_PROBLEM DETAILS_
Please read the records below and return each line holding the string "Input".

_DATA SUPPLIED_
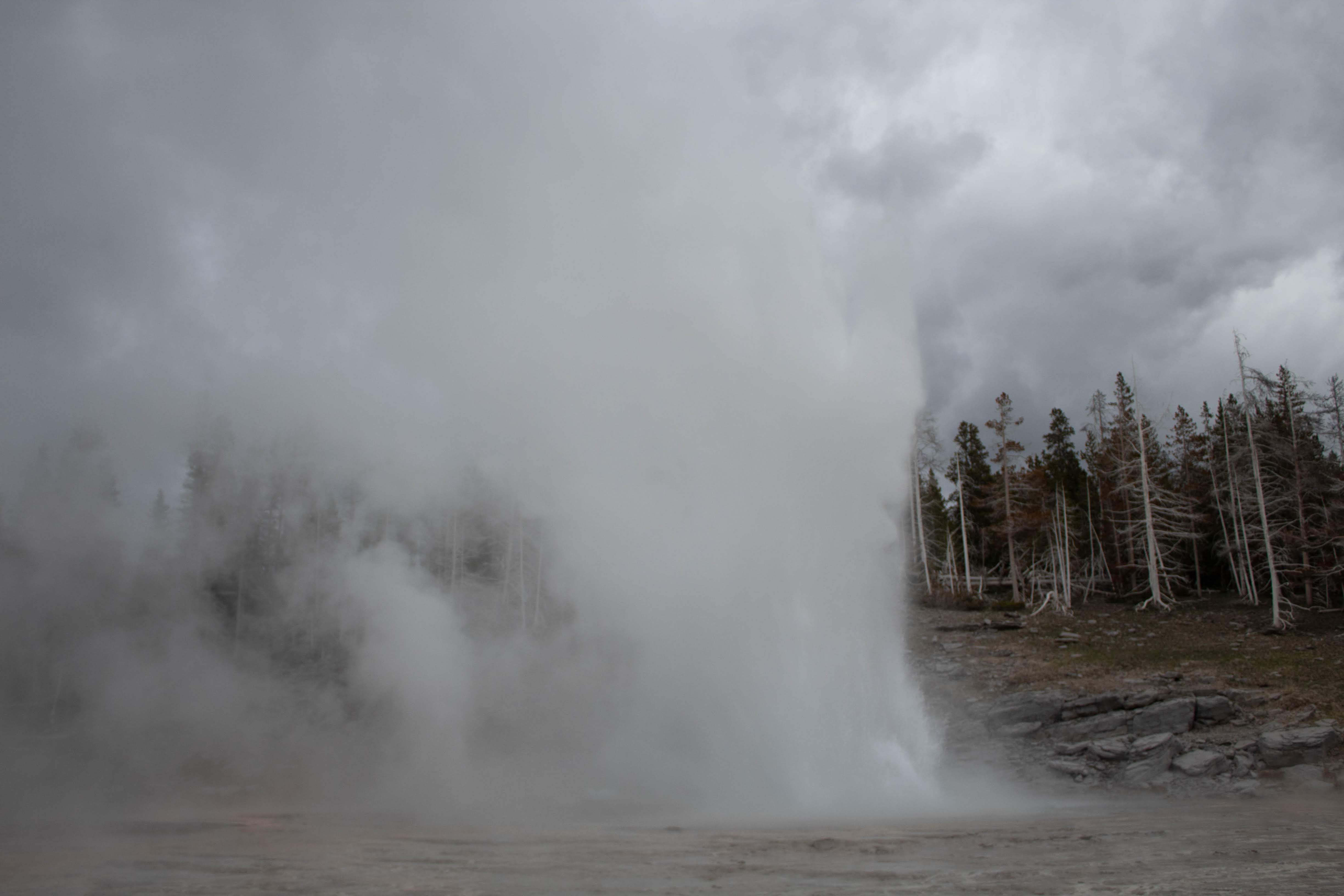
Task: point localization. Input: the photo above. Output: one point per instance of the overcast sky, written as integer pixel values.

...

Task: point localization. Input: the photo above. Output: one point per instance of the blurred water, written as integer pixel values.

---

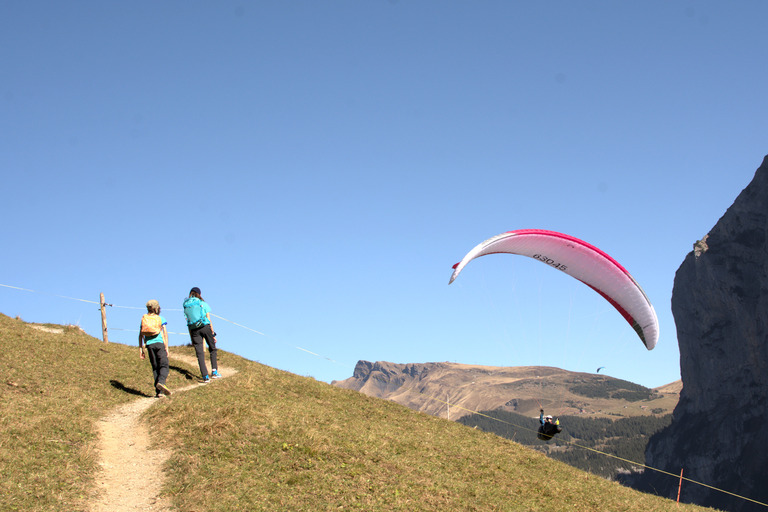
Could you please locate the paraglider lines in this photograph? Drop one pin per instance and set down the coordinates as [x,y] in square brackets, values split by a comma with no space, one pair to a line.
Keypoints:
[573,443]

_SOLUTION FOR THIS PROBLEM_
Task: point localization. Input: the photo above. Output: one point per instance of the overcast sky, written as integer pixel values.
Task: point localization. Input: the photo above. Output: one point per instance of the blurred water, written as integer pixel values.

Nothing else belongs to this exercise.